## YOUR OBJECTIVE
Return every line of the data below as a JSON list of strings, one string per line and no blank lines, and leave out the picture lines.
━━━━━━━━━━━━━━━━
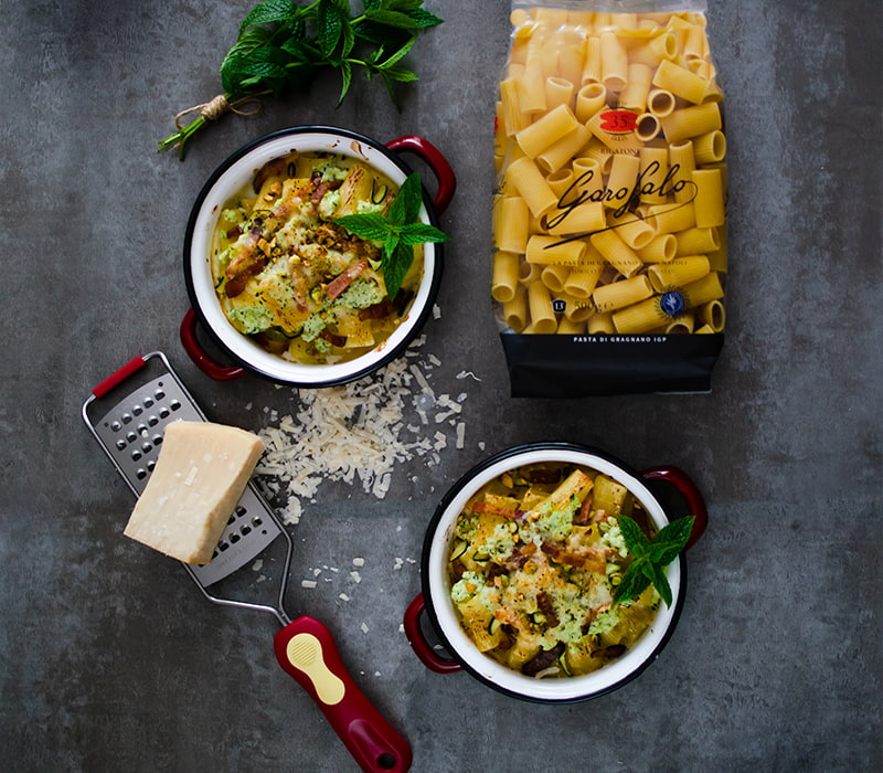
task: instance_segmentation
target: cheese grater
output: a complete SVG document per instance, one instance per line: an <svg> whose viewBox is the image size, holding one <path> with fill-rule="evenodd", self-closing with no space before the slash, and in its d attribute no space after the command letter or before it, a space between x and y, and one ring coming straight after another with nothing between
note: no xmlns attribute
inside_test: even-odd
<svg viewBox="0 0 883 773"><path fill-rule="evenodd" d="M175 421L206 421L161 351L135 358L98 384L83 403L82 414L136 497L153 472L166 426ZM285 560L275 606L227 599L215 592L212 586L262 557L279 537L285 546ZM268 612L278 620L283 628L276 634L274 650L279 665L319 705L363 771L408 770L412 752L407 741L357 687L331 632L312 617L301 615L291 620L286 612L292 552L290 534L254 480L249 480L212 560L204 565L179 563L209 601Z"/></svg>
━━━━━━━━━━━━━━━━
## OUTPUT
[
  "task: instance_segmentation",
  "target: cheese grater",
  "output: a complete SVG document per instance, one instance per line: an <svg> whose viewBox is the image size, holding one <path> with fill-rule=\"evenodd\", self-closing with no space before the slash, and in its d attribute no space after the command letter or before it, a space between x and y, and one ring coming straight after another with nothing between",
  "note: no xmlns attribute",
  "inside_test: even-odd",
  "<svg viewBox=\"0 0 883 773\"><path fill-rule=\"evenodd\" d=\"M175 421L206 421L161 351L135 358L98 384L83 403L82 414L136 497L153 472L166 426ZM285 560L275 606L227 599L215 592L212 586L262 557L279 537L285 546ZM268 612L278 620L283 628L276 634L274 650L279 665L319 705L363 771L408 770L412 752L407 741L357 687L331 632L312 617L301 615L291 620L286 612L292 552L290 534L254 480L249 480L212 560L204 565L179 563L209 601Z\"/></svg>"
]